> **Exercise prompt**
Copy out verbatim the entries below, starting at the line that contains "Where can you spot the clawed" and ending after the line that contains "(1181, 198)".

> **Working data**
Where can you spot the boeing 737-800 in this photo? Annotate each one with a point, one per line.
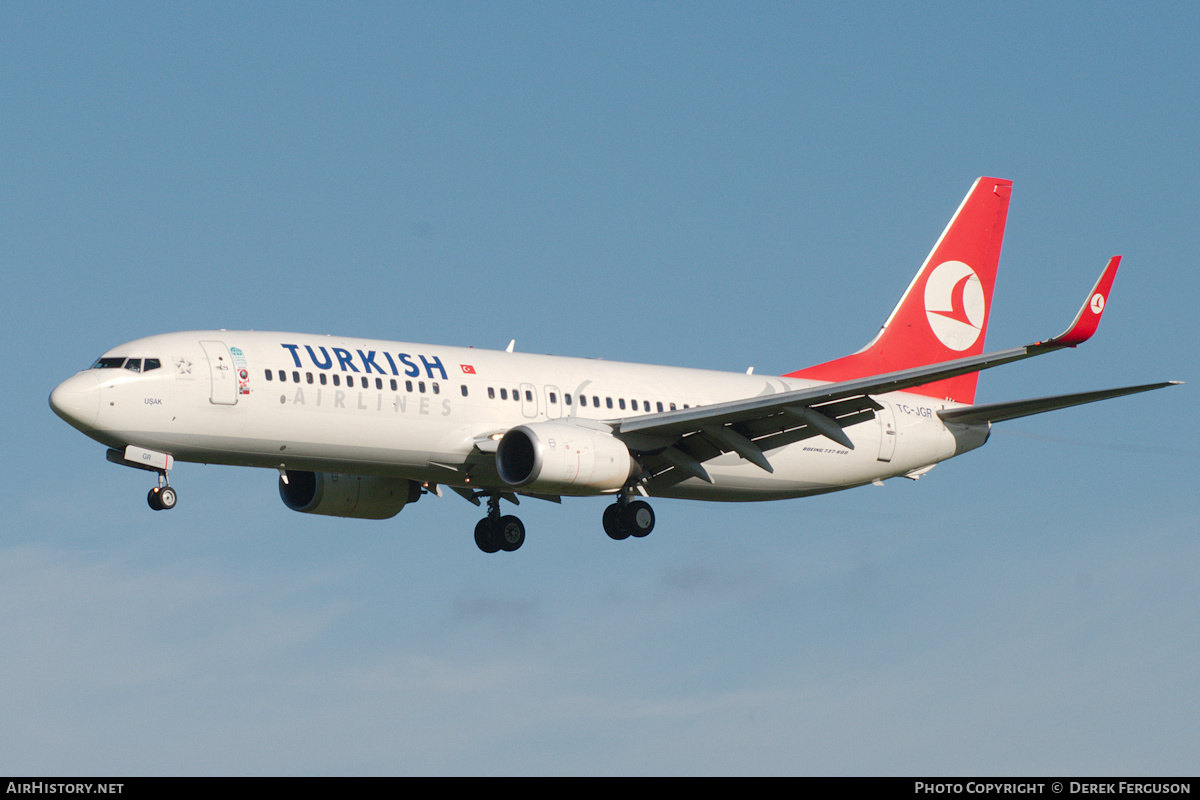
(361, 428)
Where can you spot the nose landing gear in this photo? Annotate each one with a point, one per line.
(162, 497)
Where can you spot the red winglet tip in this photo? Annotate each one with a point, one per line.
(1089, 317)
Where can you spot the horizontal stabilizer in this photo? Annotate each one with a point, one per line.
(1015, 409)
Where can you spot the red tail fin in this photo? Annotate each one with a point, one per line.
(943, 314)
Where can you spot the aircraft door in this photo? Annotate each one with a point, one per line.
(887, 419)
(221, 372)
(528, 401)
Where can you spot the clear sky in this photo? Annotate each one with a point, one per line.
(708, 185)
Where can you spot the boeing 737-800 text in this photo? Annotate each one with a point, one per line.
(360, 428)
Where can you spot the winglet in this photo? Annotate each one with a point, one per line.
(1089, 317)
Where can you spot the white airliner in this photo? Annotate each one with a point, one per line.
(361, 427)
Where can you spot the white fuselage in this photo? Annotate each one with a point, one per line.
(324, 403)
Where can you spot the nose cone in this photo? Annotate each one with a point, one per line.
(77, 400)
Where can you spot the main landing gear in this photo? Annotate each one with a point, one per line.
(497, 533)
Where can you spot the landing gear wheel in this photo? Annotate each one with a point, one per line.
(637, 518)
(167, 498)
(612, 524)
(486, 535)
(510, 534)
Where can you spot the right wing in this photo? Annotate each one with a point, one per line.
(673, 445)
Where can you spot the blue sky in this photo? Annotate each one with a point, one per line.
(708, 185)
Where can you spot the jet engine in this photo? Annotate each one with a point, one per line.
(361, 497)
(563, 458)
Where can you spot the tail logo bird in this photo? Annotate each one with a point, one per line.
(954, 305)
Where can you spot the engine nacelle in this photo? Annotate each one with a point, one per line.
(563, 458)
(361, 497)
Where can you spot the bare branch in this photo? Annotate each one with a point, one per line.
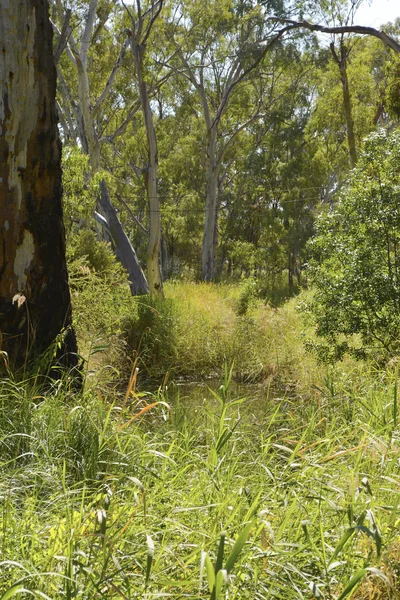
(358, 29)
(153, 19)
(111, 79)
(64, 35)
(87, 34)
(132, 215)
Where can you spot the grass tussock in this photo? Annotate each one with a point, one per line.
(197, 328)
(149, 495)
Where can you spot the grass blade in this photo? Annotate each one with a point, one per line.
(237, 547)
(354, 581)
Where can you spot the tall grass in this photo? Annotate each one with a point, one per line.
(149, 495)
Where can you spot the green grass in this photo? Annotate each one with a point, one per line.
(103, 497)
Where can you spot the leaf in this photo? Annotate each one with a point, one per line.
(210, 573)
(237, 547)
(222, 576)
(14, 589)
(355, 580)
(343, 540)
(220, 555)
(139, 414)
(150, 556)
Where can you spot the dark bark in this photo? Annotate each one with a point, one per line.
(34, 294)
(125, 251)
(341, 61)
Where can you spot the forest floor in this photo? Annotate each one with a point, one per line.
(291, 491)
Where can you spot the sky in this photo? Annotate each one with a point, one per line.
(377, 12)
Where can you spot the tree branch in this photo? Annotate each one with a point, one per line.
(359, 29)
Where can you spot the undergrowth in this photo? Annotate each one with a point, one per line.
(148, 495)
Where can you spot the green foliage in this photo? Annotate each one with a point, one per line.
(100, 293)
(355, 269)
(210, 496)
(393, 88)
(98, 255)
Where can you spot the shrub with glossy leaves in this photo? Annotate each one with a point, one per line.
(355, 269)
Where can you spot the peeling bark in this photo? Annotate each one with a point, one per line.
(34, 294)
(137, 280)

---

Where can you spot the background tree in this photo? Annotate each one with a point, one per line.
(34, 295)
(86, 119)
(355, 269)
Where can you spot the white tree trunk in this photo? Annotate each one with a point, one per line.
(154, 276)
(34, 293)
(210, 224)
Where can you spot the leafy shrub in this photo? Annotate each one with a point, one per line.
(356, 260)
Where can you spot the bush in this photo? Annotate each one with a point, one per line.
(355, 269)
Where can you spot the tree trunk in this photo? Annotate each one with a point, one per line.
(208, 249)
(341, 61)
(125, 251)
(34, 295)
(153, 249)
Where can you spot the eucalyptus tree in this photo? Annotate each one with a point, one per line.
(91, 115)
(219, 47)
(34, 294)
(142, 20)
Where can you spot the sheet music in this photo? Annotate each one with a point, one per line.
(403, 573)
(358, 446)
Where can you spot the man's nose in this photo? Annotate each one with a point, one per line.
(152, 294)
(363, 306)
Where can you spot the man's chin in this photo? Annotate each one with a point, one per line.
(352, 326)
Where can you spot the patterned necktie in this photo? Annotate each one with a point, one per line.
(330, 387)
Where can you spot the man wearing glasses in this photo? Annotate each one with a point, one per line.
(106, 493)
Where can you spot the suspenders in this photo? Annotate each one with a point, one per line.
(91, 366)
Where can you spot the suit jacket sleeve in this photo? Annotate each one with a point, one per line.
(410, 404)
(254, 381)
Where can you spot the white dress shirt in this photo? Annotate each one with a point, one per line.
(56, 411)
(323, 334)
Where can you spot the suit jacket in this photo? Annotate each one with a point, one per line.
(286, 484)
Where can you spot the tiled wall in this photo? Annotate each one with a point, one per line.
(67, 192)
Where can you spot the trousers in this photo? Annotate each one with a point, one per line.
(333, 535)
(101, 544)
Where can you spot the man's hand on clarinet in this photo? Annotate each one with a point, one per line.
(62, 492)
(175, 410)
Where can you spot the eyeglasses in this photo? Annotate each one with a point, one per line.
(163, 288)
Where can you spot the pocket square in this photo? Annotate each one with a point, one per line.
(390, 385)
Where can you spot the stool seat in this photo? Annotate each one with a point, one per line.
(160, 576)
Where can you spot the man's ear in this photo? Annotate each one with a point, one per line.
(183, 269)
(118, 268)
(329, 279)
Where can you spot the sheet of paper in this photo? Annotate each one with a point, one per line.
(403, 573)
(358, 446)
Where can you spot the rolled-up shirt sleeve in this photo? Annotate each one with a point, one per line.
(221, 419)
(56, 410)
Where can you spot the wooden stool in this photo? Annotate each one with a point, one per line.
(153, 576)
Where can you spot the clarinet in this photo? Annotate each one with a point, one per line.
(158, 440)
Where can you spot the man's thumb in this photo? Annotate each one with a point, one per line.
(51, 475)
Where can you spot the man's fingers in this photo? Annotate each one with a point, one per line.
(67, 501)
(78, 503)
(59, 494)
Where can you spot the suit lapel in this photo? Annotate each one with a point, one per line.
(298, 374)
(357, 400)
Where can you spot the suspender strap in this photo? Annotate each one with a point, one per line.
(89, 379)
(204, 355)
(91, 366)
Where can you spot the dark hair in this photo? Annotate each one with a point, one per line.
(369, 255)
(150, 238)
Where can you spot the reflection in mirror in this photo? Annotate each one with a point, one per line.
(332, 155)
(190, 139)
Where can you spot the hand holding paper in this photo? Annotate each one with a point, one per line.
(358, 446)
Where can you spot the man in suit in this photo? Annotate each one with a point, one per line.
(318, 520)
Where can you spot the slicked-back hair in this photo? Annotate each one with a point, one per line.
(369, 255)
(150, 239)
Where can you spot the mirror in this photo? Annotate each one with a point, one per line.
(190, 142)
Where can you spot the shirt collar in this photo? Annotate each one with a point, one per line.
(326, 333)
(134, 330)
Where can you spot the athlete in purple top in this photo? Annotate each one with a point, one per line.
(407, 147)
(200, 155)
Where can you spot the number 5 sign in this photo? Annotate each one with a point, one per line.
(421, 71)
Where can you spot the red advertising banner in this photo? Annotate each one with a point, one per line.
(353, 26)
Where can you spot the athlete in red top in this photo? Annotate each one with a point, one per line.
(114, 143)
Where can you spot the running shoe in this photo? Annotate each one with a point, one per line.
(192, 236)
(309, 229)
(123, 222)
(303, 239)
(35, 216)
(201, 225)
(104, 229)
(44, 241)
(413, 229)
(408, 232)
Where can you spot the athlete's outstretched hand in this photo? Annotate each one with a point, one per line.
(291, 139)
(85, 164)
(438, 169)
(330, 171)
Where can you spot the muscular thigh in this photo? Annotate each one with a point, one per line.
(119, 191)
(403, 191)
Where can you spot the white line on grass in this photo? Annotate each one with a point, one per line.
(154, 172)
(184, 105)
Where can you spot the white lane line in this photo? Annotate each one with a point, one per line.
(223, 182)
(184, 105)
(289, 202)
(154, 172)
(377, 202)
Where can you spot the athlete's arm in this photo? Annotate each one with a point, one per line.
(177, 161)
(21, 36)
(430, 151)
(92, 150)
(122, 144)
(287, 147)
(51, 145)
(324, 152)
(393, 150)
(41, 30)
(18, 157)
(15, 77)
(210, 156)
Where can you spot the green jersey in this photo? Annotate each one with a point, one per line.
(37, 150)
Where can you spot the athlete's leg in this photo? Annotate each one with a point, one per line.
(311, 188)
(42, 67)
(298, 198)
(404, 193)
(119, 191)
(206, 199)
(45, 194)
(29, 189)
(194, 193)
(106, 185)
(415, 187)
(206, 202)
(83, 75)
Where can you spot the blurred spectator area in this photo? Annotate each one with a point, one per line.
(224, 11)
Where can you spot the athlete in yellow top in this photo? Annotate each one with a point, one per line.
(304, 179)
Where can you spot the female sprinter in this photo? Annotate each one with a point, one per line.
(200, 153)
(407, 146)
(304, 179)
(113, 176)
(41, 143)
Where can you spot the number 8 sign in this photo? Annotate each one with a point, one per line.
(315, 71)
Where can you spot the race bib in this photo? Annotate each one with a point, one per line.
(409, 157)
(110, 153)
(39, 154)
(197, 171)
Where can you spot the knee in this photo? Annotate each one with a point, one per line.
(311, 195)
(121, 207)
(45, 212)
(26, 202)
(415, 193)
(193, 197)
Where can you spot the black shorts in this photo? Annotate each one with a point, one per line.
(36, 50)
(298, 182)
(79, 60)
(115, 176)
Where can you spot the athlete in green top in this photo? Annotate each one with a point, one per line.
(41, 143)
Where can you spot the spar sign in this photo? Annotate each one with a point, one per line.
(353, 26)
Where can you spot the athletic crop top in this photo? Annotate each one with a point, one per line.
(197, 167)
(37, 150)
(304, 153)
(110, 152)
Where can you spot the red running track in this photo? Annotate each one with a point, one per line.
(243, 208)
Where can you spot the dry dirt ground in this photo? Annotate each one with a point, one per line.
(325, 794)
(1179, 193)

--

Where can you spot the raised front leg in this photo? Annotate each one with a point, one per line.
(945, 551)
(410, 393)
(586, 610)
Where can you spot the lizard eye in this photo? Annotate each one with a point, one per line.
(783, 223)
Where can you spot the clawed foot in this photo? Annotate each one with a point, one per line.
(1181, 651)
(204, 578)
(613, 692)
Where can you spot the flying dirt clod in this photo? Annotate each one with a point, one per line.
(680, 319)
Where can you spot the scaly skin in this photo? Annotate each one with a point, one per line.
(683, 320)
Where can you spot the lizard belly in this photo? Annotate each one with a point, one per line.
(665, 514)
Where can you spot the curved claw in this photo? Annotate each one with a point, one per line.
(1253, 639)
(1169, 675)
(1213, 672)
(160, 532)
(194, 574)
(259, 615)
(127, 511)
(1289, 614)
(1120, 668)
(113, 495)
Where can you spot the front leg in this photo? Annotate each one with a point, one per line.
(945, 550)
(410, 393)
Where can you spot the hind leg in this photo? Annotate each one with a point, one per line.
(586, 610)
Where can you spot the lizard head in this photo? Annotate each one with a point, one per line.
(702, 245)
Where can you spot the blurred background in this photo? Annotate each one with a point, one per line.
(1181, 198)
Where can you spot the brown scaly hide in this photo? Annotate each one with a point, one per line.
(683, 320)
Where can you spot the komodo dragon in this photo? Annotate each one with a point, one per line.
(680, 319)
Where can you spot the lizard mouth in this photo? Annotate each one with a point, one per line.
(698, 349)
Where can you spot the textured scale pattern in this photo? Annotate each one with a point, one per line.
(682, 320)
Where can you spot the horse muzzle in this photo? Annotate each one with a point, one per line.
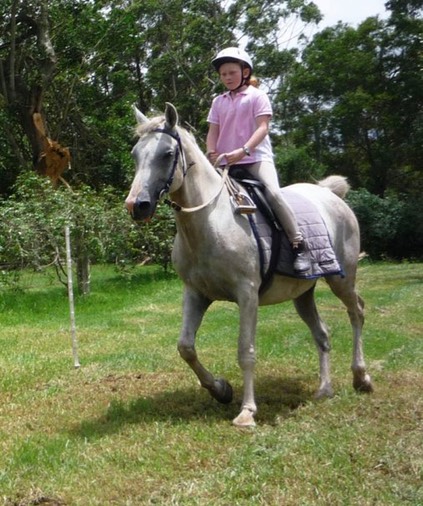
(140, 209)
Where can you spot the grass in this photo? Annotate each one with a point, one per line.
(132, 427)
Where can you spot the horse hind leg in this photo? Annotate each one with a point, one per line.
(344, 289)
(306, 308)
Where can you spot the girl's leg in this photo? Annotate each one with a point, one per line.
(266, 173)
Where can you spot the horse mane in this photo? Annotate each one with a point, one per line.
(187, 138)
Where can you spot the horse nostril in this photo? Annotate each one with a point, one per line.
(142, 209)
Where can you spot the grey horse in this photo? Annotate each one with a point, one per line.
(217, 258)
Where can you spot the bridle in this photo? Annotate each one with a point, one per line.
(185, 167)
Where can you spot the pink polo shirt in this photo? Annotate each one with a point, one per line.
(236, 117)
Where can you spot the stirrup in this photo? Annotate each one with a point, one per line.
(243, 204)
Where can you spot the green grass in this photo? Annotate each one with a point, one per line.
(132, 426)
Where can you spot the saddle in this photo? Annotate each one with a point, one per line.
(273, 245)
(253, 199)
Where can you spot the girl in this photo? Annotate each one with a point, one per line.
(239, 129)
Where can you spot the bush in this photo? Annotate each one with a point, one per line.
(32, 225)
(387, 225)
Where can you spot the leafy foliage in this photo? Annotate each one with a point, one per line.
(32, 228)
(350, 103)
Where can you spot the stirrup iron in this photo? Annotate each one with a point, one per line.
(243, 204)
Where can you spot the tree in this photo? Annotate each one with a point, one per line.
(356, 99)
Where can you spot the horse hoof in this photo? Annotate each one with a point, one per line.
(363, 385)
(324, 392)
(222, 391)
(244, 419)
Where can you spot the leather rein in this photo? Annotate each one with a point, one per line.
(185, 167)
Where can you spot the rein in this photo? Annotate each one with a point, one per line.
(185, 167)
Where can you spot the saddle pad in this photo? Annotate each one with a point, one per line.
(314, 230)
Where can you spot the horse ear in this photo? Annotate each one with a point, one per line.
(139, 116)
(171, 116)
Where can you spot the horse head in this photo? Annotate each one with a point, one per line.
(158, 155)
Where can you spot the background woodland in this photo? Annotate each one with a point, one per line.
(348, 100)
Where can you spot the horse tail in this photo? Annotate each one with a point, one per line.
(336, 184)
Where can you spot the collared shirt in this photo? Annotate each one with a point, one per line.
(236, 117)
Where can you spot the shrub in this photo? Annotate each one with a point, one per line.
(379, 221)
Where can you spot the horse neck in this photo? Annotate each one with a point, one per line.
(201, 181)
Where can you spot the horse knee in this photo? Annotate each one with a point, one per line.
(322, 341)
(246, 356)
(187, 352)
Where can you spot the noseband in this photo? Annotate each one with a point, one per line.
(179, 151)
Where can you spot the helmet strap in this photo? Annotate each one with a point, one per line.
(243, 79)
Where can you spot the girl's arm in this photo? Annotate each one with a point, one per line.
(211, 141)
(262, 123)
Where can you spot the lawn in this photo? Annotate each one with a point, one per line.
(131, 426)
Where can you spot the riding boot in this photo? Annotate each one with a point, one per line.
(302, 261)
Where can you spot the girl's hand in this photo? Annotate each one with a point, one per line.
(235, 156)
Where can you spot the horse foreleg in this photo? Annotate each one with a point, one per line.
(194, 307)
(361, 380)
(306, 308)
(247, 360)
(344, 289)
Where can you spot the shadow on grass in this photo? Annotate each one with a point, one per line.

> **Response below**
Where can you spot the clawed foot in this photo? Annotate each one with a point, one per line.
(1181, 651)
(204, 578)
(613, 692)
Where can you spot the flying dirt clod in this photo? Annotate each one with a point, one per line.
(680, 319)
Where can you spot the scaly skin in this photo? Annotate each one with a point, one per line.
(683, 320)
Where can you spot the lizard belly in this photo? Annotate each one with a point, one per line.
(665, 514)
Where can you spot the curved claw in this photo? Annotate each one with a point, one per line.
(1253, 639)
(1169, 675)
(1213, 672)
(160, 532)
(194, 574)
(259, 615)
(127, 511)
(1289, 614)
(1120, 668)
(113, 495)
Where can you spot the front leg in this photo? Annotate each one with a point, one per line.
(945, 550)
(410, 393)
Where can you spot the hind leg in this photo? Annotate each one with a point, one per line.
(586, 610)
Where can you spot the lizard head in this photo? Annotate each one with a point, one per line.
(702, 245)
Where can you spot the blurred background in this photo? Annotate each one with a point, one per line.
(1181, 198)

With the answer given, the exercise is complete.